*Document text*.
# # # # # # #
This is the mail archive of the
gcc-patches@gcc.gnu.org
mailing list for the GCC project.
Re: [RFC] [P2] [PR tree-optimization/33562] Lowering more complex assignments.
- From: Richard Biener <richard dot guenther at gmail dot com>
- To: Jeff Law <law at redhat dot com>
- Cc: gcc-patches <gcc-patches at gcc dot gnu dot org>
- Date: Wed, 17 Feb 2016 15:13:08 +0100
- Subject: Re: [RFC] [P2] [PR tree-optimization/33562] Lowering more complex assignments.
- Authentication-results: sourceware.org; auth=none
- References: <56BD1EFB dot 90008 at redhat dot com> <CAFiYyc3iYgzrprV2V=C02nbAmZntPy7QH_=Dxo_UXps7sneh_g at mail dot gmail dot com> <56BE14B0 dot 9040801 at redhat dot com> <56C0ACC1 dot 60905 at redhat dot com> <0D3F08EF-9DC3-4848-AEC7-1AE639464B3D at gmail dot com> <56C4217F dot 2040809 at redhat dot com> <CAFiYyc0D4-Fum24QD9TYsC6DvPd71yuWnhKZeuEk-BpjcONQkQ at mail dot gmail dot com> <56C47D5C dot 7010804 at redhat dot com>
On Wed, Feb 17, 2016 at 3:02 PM, Jeff Law <law@redhat.com> wrote:
> On 02/17/2016 03:48 AM, Richard Biener wrote:
>
>>> I instrumented a bootstrap -- the improved DSE finds ~20k additional DSE
>>> opportunities during a GCC bootstrap that could not be found by the
>>> current
>>> DSE. Yes, 20k additional statements deleted by tree DSE. Yow!
>>
>>
>> Well, DCE also can do quite some DSE and it runs after DSE - did that 20k
>> more DSE affect the overall end-result?
# # # # # # #
*Given records*.
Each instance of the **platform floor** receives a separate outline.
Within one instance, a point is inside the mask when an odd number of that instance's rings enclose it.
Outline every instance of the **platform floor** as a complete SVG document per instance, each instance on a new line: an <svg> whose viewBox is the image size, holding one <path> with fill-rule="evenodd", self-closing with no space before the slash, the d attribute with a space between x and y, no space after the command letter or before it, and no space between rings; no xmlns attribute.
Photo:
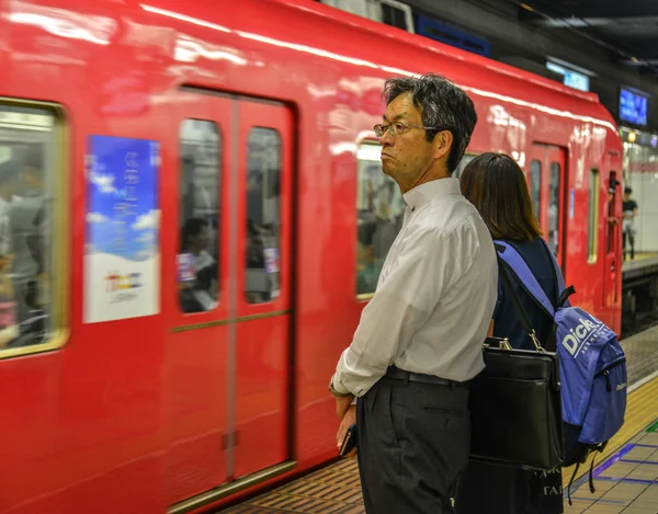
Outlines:
<svg viewBox="0 0 658 514"><path fill-rule="evenodd" d="M622 342L628 359L628 404L622 430L571 487L566 514L658 514L658 327ZM572 468L563 470L568 486ZM341 460L220 514L365 514L356 460ZM218 513L219 514L219 513Z"/></svg>

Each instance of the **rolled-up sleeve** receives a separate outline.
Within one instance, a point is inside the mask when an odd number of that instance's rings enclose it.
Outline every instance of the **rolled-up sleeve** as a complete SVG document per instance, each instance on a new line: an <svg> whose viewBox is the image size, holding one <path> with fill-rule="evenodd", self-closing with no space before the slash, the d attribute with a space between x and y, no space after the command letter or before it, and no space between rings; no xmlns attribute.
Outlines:
<svg viewBox="0 0 658 514"><path fill-rule="evenodd" d="M363 309L352 344L342 353L333 388L361 397L386 374L428 321L455 278L450 233L430 227L407 235Z"/></svg>

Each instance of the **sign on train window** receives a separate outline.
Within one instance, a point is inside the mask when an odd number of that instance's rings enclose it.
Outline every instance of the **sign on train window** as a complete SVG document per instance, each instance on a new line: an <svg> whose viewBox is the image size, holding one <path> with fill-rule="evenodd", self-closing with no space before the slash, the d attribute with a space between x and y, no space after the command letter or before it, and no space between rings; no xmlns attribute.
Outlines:
<svg viewBox="0 0 658 514"><path fill-rule="evenodd" d="M159 142L89 137L86 323L160 311L159 174Z"/></svg>
<svg viewBox="0 0 658 514"><path fill-rule="evenodd" d="M382 171L382 147L361 145L356 152L356 295L375 292L388 250L402 227L405 199Z"/></svg>
<svg viewBox="0 0 658 514"><path fill-rule="evenodd" d="M256 127L247 145L245 296L250 304L263 304L281 293L281 137Z"/></svg>
<svg viewBox="0 0 658 514"><path fill-rule="evenodd" d="M213 122L185 119L180 144L179 306L205 312L219 300L222 134Z"/></svg>
<svg viewBox="0 0 658 514"><path fill-rule="evenodd" d="M55 111L0 100L2 357L64 344L60 130Z"/></svg>

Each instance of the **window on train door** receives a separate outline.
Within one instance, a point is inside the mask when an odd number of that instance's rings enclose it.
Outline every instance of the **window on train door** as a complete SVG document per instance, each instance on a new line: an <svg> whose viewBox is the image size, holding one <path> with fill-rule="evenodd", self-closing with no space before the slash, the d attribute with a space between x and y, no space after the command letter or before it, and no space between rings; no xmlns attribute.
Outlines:
<svg viewBox="0 0 658 514"><path fill-rule="evenodd" d="M185 119L180 145L179 306L205 312L219 300L222 134L213 122Z"/></svg>
<svg viewBox="0 0 658 514"><path fill-rule="evenodd" d="M250 304L264 304L281 289L281 136L272 128L252 128L247 152L245 295Z"/></svg>
<svg viewBox="0 0 658 514"><path fill-rule="evenodd" d="M382 147L364 144L356 152L356 296L375 292L384 260L402 227L405 199L382 172Z"/></svg>
<svg viewBox="0 0 658 514"><path fill-rule="evenodd" d="M0 357L64 344L60 127L50 108L0 99Z"/></svg>
<svg viewBox="0 0 658 514"><path fill-rule="evenodd" d="M559 252L559 208L560 208L560 169L557 162L551 163L551 175L548 179L548 247L554 255Z"/></svg>
<svg viewBox="0 0 658 514"><path fill-rule="evenodd" d="M540 213L542 207L542 163L532 161L530 163L530 199L534 209L537 224L541 224Z"/></svg>
<svg viewBox="0 0 658 514"><path fill-rule="evenodd" d="M597 262L599 248L599 170L590 170L587 217L587 262Z"/></svg>

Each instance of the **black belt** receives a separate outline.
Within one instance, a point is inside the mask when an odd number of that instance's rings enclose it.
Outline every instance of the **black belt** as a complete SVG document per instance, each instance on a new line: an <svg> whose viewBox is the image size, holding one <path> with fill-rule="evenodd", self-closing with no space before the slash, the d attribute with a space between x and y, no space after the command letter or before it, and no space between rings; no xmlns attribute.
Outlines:
<svg viewBox="0 0 658 514"><path fill-rule="evenodd" d="M455 381L440 378L434 375L424 375L422 373L405 372L395 366L390 366L384 375L386 378L394 378L396 380L405 380L406 382L415 381L419 384L431 384L434 386L450 386L450 387L467 387L467 381Z"/></svg>

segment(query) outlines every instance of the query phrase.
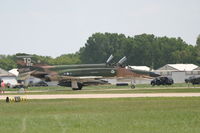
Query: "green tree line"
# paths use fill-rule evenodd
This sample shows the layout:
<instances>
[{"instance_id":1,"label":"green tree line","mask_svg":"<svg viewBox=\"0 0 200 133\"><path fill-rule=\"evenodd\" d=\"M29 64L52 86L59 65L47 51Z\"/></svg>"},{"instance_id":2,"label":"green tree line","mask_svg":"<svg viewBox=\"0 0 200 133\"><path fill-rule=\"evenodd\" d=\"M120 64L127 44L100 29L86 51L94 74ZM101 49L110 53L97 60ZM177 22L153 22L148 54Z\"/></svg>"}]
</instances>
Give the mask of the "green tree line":
<instances>
[{"instance_id":1,"label":"green tree line","mask_svg":"<svg viewBox=\"0 0 200 133\"><path fill-rule=\"evenodd\" d=\"M21 53L22 54L22 53ZM134 37L116 33L95 33L85 46L76 53L59 57L32 55L41 63L49 65L68 65L80 63L103 63L110 55L114 62L123 56L128 65L145 65L157 69L165 64L193 63L200 65L200 35L196 45L189 45L179 38L156 37L153 34L141 34ZM0 68L16 68L16 56L0 55Z\"/></svg>"}]
</instances>

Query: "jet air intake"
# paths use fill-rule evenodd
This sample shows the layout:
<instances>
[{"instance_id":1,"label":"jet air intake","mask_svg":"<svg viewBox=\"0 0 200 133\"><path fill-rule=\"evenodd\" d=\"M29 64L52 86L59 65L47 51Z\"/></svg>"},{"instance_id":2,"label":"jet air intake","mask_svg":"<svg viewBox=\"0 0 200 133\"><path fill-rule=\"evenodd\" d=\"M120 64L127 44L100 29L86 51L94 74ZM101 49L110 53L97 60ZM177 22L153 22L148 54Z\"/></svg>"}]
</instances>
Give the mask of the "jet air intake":
<instances>
[{"instance_id":1,"label":"jet air intake","mask_svg":"<svg viewBox=\"0 0 200 133\"><path fill-rule=\"evenodd\" d=\"M107 59L106 64L109 64L112 59L113 59L113 55L111 54L110 57Z\"/></svg>"},{"instance_id":2,"label":"jet air intake","mask_svg":"<svg viewBox=\"0 0 200 133\"><path fill-rule=\"evenodd\" d=\"M117 64L118 64L119 66L122 66L123 63L124 63L126 60L127 60L127 58L126 58L126 56L124 56L121 60L118 61Z\"/></svg>"}]
</instances>

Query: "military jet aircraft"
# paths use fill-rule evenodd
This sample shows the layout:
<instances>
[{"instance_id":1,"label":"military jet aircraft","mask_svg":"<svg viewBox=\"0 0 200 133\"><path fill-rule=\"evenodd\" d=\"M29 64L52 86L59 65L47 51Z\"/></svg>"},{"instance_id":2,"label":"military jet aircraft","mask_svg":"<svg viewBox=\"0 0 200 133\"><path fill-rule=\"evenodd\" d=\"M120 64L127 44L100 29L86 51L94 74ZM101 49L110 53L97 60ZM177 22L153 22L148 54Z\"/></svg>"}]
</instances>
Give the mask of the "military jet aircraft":
<instances>
[{"instance_id":1,"label":"military jet aircraft","mask_svg":"<svg viewBox=\"0 0 200 133\"><path fill-rule=\"evenodd\" d=\"M149 78L159 75L149 72L126 68L126 57L112 64L111 55L102 64L78 64L56 65L41 64L33 56L17 56L19 78L25 80L29 76L37 77L45 81L58 81L61 86L72 87L73 90L81 90L88 83L95 83L103 78Z\"/></svg>"}]
</instances>

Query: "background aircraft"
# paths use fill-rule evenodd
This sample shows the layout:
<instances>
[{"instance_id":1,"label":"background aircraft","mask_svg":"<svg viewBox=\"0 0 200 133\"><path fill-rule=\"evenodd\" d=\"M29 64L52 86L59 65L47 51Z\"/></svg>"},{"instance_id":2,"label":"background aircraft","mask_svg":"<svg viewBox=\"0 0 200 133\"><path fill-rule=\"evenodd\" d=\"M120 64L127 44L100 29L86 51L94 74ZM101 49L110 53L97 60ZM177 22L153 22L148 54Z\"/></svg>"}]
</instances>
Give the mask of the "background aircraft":
<instances>
[{"instance_id":1,"label":"background aircraft","mask_svg":"<svg viewBox=\"0 0 200 133\"><path fill-rule=\"evenodd\" d=\"M88 84L96 84L103 78L150 78L158 74L149 71L126 68L124 62L126 57L118 63L111 63L111 55L102 64L78 64L78 65L56 65L42 64L33 56L17 56L19 79L25 80L30 76L45 81L58 81L58 85L72 87L73 90L81 90Z\"/></svg>"}]
</instances>

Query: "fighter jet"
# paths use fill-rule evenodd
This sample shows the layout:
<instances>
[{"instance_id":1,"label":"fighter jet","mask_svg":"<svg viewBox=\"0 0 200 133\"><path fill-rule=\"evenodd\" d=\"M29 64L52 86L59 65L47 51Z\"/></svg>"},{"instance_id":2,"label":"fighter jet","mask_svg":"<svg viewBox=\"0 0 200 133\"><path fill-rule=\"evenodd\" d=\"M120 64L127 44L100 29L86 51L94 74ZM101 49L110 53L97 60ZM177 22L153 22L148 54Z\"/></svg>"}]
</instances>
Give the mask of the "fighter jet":
<instances>
[{"instance_id":1,"label":"fighter jet","mask_svg":"<svg viewBox=\"0 0 200 133\"><path fill-rule=\"evenodd\" d=\"M25 80L30 76L44 81L58 81L58 85L71 87L73 90L81 90L88 83L99 82L103 78L149 78L159 75L149 72L126 68L123 57L118 63L111 63L111 55L102 64L77 64L56 65L42 64L31 55L17 56L19 78Z\"/></svg>"}]
</instances>

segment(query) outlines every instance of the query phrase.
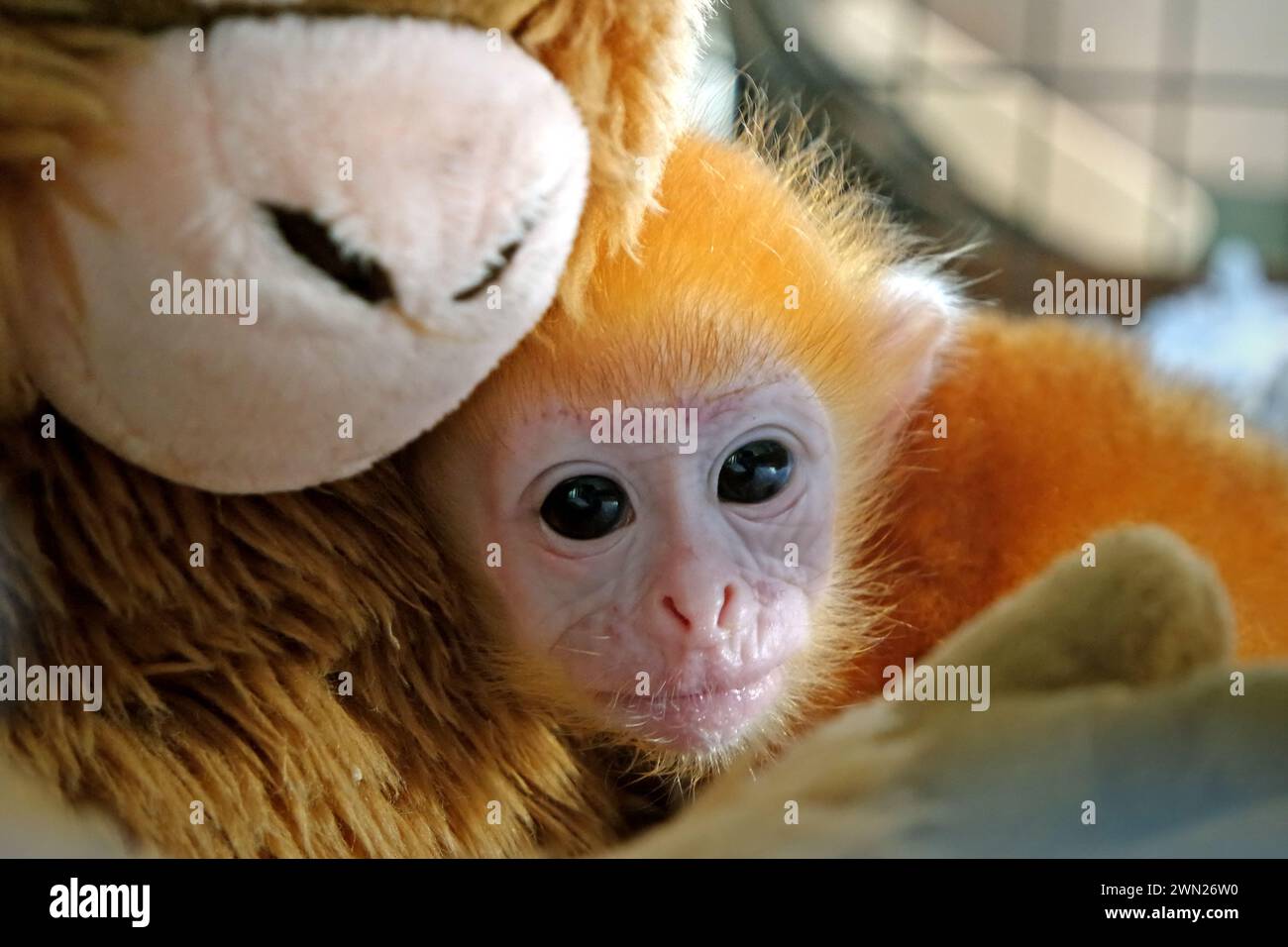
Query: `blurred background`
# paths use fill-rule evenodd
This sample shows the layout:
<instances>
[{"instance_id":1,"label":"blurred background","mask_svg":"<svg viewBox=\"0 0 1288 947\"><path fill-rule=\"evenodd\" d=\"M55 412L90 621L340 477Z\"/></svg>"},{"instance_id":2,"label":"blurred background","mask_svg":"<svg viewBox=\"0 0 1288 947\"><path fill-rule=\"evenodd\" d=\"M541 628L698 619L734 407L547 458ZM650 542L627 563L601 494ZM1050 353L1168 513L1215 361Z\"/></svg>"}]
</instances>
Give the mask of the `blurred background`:
<instances>
[{"instance_id":1,"label":"blurred background","mask_svg":"<svg viewBox=\"0 0 1288 947\"><path fill-rule=\"evenodd\" d=\"M1140 280L1149 348L1288 438L1288 0L729 0L697 79L760 88L1016 316L1034 283Z\"/></svg>"}]
</instances>

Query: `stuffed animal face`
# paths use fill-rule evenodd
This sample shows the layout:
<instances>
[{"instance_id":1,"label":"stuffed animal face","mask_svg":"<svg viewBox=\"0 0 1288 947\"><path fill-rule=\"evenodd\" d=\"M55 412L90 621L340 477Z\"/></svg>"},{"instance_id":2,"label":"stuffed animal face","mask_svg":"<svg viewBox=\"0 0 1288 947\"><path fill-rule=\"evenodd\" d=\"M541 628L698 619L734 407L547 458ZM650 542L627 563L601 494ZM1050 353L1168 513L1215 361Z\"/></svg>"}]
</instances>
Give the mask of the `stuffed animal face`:
<instances>
[{"instance_id":1,"label":"stuffed animal face","mask_svg":"<svg viewBox=\"0 0 1288 947\"><path fill-rule=\"evenodd\" d=\"M0 371L207 490L335 479L433 426L553 299L591 179L641 213L635 156L668 144L656 89L641 130L585 50L560 77L533 55L558 71L580 40L607 67L618 4L599 23L536 0L33 6L0 0L0 28L43 44L66 67L37 72L46 98L94 120L18 166ZM129 41L90 63L86 26ZM621 220L594 216L591 249Z\"/></svg>"}]
</instances>

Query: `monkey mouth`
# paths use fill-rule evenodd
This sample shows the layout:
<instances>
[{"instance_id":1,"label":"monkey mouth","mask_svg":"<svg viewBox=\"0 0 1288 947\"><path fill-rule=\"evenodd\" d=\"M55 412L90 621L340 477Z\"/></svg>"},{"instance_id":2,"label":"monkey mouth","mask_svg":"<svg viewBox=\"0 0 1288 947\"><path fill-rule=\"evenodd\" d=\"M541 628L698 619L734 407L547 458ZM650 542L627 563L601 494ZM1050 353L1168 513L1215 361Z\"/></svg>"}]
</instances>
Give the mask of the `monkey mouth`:
<instances>
[{"instance_id":1,"label":"monkey mouth","mask_svg":"<svg viewBox=\"0 0 1288 947\"><path fill-rule=\"evenodd\" d=\"M773 709L782 684L783 669L775 666L735 687L653 696L598 692L595 697L614 729L676 752L711 752L746 736Z\"/></svg>"}]
</instances>

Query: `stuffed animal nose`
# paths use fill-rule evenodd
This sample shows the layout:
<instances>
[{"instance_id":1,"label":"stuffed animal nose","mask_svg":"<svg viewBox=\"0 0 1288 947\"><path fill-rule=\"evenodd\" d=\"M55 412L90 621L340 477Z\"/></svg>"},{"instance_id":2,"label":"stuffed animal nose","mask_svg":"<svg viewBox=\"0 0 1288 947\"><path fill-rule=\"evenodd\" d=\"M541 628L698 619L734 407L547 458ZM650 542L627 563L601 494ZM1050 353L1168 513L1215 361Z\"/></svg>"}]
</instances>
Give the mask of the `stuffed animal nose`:
<instances>
[{"instance_id":1,"label":"stuffed animal nose","mask_svg":"<svg viewBox=\"0 0 1288 947\"><path fill-rule=\"evenodd\" d=\"M100 89L147 134L67 171L111 225L57 209L68 259L24 262L13 331L36 387L153 473L229 492L358 473L455 408L554 298L589 139L509 39L228 15L201 53L187 30L151 36ZM85 312L50 318L67 272ZM157 286L183 299L158 305Z\"/></svg>"}]
</instances>

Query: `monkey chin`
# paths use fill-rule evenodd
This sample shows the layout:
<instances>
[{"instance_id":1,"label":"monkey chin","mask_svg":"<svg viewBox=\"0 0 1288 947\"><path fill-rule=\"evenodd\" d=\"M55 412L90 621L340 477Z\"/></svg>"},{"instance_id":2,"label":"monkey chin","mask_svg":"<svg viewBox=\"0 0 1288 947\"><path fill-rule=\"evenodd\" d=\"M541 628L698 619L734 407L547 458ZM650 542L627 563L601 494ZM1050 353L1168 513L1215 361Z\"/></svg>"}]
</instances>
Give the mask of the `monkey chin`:
<instances>
[{"instance_id":1,"label":"monkey chin","mask_svg":"<svg viewBox=\"0 0 1288 947\"><path fill-rule=\"evenodd\" d=\"M773 718L786 673L773 667L737 687L650 697L596 693L609 729L666 758L724 756L759 736Z\"/></svg>"}]
</instances>

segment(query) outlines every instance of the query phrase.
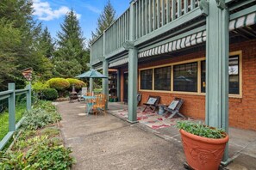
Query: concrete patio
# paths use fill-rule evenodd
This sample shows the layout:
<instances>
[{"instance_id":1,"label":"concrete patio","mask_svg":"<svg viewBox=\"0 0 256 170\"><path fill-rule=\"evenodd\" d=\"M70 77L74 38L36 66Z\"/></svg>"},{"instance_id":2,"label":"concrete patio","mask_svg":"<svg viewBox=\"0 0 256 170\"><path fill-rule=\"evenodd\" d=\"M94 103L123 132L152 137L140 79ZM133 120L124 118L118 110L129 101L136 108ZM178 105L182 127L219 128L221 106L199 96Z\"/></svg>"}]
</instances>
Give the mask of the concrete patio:
<instances>
[{"instance_id":1,"label":"concrete patio","mask_svg":"<svg viewBox=\"0 0 256 170\"><path fill-rule=\"evenodd\" d=\"M184 169L180 136L173 127L153 130L131 124L115 112L127 105L109 103L107 116L84 115L83 102L55 103L61 131L77 163L73 169ZM115 115L115 116L114 116ZM256 132L230 128L228 169L256 169Z\"/></svg>"}]
</instances>

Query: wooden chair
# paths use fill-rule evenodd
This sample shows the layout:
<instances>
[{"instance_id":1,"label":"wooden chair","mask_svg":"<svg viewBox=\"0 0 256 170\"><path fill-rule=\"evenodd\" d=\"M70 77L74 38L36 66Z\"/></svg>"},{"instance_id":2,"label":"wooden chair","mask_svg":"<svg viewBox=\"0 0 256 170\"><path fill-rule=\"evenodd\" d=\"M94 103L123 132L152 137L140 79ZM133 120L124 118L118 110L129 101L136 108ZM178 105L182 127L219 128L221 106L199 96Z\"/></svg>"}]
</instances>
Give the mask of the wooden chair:
<instances>
[{"instance_id":1,"label":"wooden chair","mask_svg":"<svg viewBox=\"0 0 256 170\"><path fill-rule=\"evenodd\" d=\"M186 117L184 117L182 113L179 112L179 109L182 106L184 100L178 97L174 98L171 104L164 108L165 111L165 114L168 112L172 113L167 118L172 118L176 114L185 118Z\"/></svg>"},{"instance_id":2,"label":"wooden chair","mask_svg":"<svg viewBox=\"0 0 256 170\"><path fill-rule=\"evenodd\" d=\"M106 115L106 101L107 97L105 94L100 94L96 95L95 104L93 105L93 113L95 113L96 118L98 112L103 111L104 116Z\"/></svg>"},{"instance_id":3,"label":"wooden chair","mask_svg":"<svg viewBox=\"0 0 256 170\"><path fill-rule=\"evenodd\" d=\"M145 108L143 109L142 112L144 112L147 108L149 108L151 112L153 112L157 108L160 96L149 95L147 103L143 103Z\"/></svg>"}]
</instances>

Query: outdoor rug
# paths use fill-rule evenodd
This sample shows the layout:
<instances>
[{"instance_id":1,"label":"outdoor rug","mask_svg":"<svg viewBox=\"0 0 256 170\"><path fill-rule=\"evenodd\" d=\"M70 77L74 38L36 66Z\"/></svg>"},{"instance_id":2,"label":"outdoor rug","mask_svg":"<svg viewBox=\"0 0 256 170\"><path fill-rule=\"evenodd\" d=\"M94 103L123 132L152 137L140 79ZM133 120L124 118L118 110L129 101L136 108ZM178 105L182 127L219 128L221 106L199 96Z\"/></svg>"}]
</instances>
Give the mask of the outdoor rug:
<instances>
[{"instance_id":1,"label":"outdoor rug","mask_svg":"<svg viewBox=\"0 0 256 170\"><path fill-rule=\"evenodd\" d=\"M143 124L154 130L174 126L176 125L178 121L185 119L178 116L170 119L167 118L170 116L171 113L167 115L159 115L156 112L151 112L151 111L149 110L142 112L142 110L143 107L138 107L137 120L139 121L139 123ZM112 113L117 117L128 118L128 109L118 110Z\"/></svg>"}]
</instances>

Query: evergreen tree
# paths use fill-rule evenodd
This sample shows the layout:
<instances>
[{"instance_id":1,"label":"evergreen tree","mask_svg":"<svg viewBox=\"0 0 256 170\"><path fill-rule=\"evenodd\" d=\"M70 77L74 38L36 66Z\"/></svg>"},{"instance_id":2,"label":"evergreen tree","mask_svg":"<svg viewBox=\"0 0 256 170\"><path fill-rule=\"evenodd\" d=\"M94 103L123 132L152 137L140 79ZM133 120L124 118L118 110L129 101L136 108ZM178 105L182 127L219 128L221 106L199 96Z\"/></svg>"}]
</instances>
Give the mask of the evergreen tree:
<instances>
[{"instance_id":1,"label":"evergreen tree","mask_svg":"<svg viewBox=\"0 0 256 170\"><path fill-rule=\"evenodd\" d=\"M116 10L113 8L110 1L107 2L103 11L97 19L97 28L96 33L91 33L92 41L101 35L105 29L107 29L116 20Z\"/></svg>"},{"instance_id":2,"label":"evergreen tree","mask_svg":"<svg viewBox=\"0 0 256 170\"><path fill-rule=\"evenodd\" d=\"M44 55L48 58L52 58L54 52L54 44L47 27L45 27L41 33L41 46L44 50Z\"/></svg>"},{"instance_id":3,"label":"evergreen tree","mask_svg":"<svg viewBox=\"0 0 256 170\"><path fill-rule=\"evenodd\" d=\"M6 61L8 59L12 61L15 67L13 67L12 74L3 73L5 82L0 84L0 88L3 88L3 86L7 86L6 82L16 82L17 88L22 88L25 82L21 70L25 68L32 67L35 74L41 75L51 70L51 64L47 60L42 48L40 46L41 26L33 18L32 4L30 0L0 1L0 19L4 20L7 23L11 23L9 31L19 33L14 39L20 42L16 46L9 46L11 55L6 55L8 52L5 53L5 51L2 53L5 56ZM7 35L7 37L11 37L11 35Z\"/></svg>"},{"instance_id":4,"label":"evergreen tree","mask_svg":"<svg viewBox=\"0 0 256 170\"><path fill-rule=\"evenodd\" d=\"M84 48L84 39L73 9L67 13L60 27L61 31L57 33L53 74L66 78L74 77L88 70L89 56Z\"/></svg>"}]
</instances>

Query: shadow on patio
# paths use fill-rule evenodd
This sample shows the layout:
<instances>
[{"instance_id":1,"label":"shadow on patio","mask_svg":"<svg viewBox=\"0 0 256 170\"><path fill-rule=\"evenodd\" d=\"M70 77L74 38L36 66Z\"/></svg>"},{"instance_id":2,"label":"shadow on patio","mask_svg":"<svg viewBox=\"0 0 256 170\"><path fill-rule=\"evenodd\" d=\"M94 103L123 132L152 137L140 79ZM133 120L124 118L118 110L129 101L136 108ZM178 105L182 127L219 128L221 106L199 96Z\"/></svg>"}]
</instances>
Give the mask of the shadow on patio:
<instances>
[{"instance_id":1,"label":"shadow on patio","mask_svg":"<svg viewBox=\"0 0 256 170\"><path fill-rule=\"evenodd\" d=\"M137 110L137 120L141 126L147 128L155 135L171 142L181 143L176 122L184 119L179 117L168 119L156 112L141 112ZM128 118L128 105L109 103L109 113L123 120ZM190 121L202 121L188 118ZM229 127L229 157L234 161L228 166L230 169L256 169L256 131Z\"/></svg>"}]
</instances>

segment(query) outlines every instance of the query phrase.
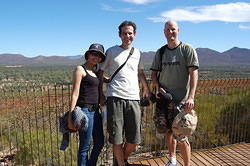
# # # # # # #
*Requirements*.
[A] According to the mailing-list message, how many additional DSE opportunities did the improved DSE find during a GCC bootstrap?
[B] In the mailing-list message, switch "bootstrap" to "build" in everything from "- Authentication-results: sourceware.org;" down to "tree DSE. Yow!".
[C] Name every header field that the mailing-list message lists on its lines beginning with a dash.

*Answers below*.
[A] About 20k additional DSE opportunities.

[B]
- Authentication-results: sourceware.org; auth=none
- References: <56BD1EFB dot 90008 at redhat dot com> <CAFiYyc3iYgzrprV2V=C02nbAmZntPy7QH_=Dxo_UXps7sneh_g at mail dot gmail dot com> <56BE14B0 dot 9040801 at redhat dot com> <56C0ACC1 dot 60905 at redhat dot com> <0D3F08EF-9DC3-4848-AEC7-1AE639464B3D at gmail dot com> <56C4217F dot 2040809 at redhat dot com> <CAFiYyc0D4-Fum24QD9TYsC6DvPd71yuWnhKZeuEk-BpjcONQkQ at mail dot gmail dot com> <56C47D5C dot 7010804 at redhat dot com>
On Wed, Feb 17, 2016 at 3:02 PM, Jeff Law <law@redhat.com> wrote:
> On 02/17/2016 03:48 AM, Richard Biener wrote:
>
>>> I instrumented a build -- the improved DSE finds ~20k additional DSE
>>> opportunities during a GCC build that could not be found by the
>>> current
>>> DSE. Yes, 20k additional statements deleted by tree DSE. Yow!

[C] From, To, Cc, Date, Subject, Authentication-results, References